*Zur Aufgabe*
Formatiere die Zeilen aus den Einträgen unten als nummerierte Liste, beginnend mit der Zeile, die „Produce for each“ enthält, bis einschließlich der Zeile, die „box: [354, 252, 814, 712]“ enthält. Lass dabei Leerzeilen weg.

*Arbeitsdaten*
● ● ● ●
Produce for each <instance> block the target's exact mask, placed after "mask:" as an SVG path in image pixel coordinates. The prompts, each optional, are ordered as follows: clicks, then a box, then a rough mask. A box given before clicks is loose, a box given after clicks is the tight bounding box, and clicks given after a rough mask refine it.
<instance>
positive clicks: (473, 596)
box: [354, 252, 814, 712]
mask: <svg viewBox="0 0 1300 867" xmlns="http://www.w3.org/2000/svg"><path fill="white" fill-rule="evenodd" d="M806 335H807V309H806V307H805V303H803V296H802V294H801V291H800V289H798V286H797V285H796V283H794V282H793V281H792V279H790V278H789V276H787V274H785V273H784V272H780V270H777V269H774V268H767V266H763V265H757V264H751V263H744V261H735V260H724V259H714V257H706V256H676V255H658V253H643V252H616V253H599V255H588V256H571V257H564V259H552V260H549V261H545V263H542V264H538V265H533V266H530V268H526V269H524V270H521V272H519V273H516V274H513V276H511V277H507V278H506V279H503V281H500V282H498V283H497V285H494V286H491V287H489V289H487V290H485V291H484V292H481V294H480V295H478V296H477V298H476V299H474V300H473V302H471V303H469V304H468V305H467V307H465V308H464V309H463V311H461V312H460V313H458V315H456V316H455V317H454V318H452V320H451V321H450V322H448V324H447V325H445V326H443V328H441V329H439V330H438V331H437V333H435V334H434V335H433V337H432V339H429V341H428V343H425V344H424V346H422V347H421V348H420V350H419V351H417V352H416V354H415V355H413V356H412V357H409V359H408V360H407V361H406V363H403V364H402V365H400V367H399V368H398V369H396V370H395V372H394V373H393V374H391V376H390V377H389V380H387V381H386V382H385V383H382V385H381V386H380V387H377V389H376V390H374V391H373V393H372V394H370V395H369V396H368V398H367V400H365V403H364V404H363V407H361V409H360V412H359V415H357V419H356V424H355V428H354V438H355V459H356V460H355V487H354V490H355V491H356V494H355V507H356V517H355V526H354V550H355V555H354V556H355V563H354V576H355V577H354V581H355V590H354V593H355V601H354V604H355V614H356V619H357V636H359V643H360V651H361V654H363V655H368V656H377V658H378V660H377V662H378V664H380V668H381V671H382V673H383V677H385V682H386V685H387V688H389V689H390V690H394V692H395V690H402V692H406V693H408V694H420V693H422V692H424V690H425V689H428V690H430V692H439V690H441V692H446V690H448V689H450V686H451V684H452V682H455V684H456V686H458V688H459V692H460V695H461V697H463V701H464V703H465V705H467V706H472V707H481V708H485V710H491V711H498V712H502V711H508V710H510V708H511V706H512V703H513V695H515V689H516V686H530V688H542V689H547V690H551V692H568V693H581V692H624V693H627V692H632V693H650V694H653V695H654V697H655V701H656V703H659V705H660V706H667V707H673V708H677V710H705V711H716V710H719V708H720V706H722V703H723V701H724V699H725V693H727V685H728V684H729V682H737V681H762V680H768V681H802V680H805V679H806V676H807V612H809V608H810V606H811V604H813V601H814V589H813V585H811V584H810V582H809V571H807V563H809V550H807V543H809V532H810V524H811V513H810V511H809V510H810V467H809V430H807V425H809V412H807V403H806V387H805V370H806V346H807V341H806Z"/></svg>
● ● ● ●
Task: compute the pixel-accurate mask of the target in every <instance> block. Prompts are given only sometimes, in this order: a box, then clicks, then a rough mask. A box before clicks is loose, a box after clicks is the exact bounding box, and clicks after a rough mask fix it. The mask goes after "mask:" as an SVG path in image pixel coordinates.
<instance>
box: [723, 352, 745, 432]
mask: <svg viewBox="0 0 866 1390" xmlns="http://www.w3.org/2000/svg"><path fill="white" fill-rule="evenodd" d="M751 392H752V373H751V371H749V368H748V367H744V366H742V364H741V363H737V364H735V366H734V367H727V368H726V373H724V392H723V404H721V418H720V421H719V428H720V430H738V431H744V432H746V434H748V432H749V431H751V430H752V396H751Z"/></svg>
● ● ● ●
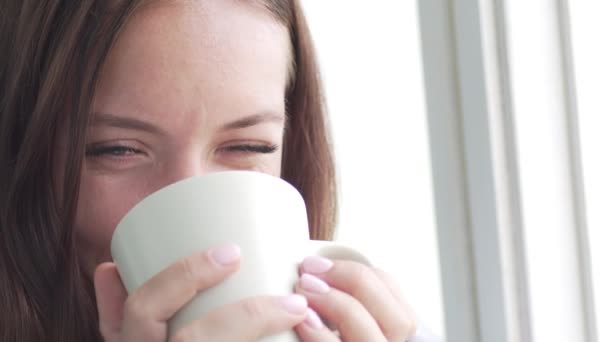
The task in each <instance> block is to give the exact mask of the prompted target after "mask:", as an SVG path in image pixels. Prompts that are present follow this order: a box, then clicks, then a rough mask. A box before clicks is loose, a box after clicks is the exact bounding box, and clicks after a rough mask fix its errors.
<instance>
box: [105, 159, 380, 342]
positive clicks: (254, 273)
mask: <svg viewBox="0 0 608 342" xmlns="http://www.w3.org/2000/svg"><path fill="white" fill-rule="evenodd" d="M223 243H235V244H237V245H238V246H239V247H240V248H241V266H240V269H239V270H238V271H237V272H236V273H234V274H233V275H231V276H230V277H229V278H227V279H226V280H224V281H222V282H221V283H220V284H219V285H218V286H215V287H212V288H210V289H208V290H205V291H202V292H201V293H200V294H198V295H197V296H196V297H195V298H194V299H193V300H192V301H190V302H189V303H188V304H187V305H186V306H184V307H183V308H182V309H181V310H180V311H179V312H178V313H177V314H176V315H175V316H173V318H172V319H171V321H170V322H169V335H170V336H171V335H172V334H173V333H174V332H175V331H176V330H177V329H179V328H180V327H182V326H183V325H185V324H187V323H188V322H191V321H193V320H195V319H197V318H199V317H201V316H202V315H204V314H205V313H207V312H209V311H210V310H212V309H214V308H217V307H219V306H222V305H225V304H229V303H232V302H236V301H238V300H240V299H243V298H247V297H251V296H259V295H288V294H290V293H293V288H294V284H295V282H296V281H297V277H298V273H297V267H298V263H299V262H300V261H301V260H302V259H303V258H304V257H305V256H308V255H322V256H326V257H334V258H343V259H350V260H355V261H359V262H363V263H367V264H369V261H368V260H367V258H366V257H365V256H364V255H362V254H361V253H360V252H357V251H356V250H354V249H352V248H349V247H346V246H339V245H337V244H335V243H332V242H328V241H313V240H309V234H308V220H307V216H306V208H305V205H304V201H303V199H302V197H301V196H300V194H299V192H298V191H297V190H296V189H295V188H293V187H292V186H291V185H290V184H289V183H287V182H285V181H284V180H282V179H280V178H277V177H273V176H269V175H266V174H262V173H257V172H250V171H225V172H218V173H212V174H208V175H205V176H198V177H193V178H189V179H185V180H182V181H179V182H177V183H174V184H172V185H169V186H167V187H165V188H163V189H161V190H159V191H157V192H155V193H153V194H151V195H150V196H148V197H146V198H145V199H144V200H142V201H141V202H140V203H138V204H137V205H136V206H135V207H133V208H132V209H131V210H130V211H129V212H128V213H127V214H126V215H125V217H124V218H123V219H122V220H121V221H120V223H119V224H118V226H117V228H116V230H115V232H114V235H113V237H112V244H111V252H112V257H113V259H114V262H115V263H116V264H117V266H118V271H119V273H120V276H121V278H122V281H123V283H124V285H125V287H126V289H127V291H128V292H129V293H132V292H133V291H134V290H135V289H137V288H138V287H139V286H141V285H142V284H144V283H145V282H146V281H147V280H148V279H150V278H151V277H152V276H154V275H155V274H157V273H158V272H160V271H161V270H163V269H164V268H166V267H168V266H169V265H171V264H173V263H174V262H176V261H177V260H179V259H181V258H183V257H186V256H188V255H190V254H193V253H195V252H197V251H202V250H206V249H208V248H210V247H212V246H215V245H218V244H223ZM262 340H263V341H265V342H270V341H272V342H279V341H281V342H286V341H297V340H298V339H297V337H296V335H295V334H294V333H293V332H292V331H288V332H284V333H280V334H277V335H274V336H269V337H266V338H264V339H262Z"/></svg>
● ● ● ●
*Lösung der Aufgabe*
1. Produce for each <instance> block the target's exact mask, placed after "mask:" as an SVG path in image pixel coordinates. The prompts, each optional, are ordered as follows: clicks, then a box, then a rough mask. A box given before clicks is loose, a box given after clicks is the tight bounding box, and clicks given after a rough mask refine it.
2. <instance>
3. positive clicks: (473, 596)
4. box: [354, 252, 814, 712]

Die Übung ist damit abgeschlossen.